───── Provided information
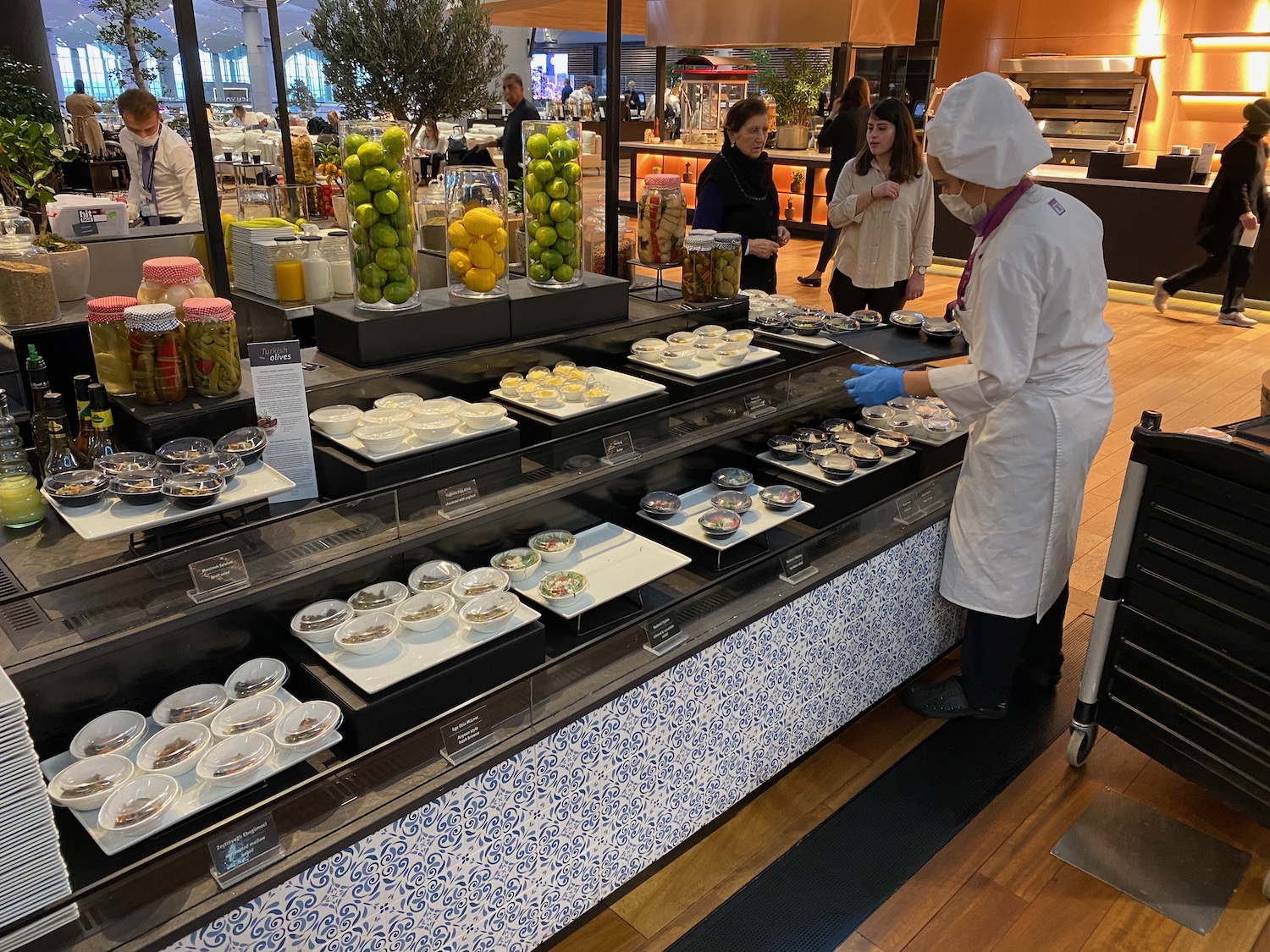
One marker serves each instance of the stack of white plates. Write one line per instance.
(32, 872)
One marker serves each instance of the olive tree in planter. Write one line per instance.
(795, 91)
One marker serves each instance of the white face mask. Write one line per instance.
(960, 208)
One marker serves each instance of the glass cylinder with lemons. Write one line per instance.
(378, 187)
(553, 202)
(475, 231)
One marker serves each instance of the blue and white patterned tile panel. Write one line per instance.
(518, 852)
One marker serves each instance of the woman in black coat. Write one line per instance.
(843, 132)
(1236, 205)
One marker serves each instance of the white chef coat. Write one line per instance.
(175, 190)
(1038, 398)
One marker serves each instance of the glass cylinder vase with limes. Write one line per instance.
(378, 185)
(475, 231)
(553, 202)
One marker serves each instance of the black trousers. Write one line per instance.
──────────
**Written problem**
Repeat every line of the material above word for word, but leave out the pictures.

**Final answer**
One marker serves each instance of the stack of white plates. Write one line per instance.
(32, 872)
One marker serves each instance of the olive tree in planter. Write one line per instance.
(795, 91)
One marker serves each instance of the white face mask. Write one line per instance.
(960, 208)
One marker serves each instance of the glass cylinder with lemons. Write one line per instance.
(378, 187)
(553, 202)
(475, 231)
One marker serves each instance of the blue and white patterned tile panel. Write one line per instance.
(518, 852)
One marker serves each instance of the woman in black coat. Write one line per instance.
(843, 132)
(1236, 205)
One marker serves each instance of the white chef coat. Write one line per instance.
(175, 190)
(1038, 398)
One marker serves each instance of the glass cylinder vase with limes. Write one line per instance.
(378, 185)
(475, 231)
(553, 202)
One marker serves each instance of the black trousers. Write one line per instance.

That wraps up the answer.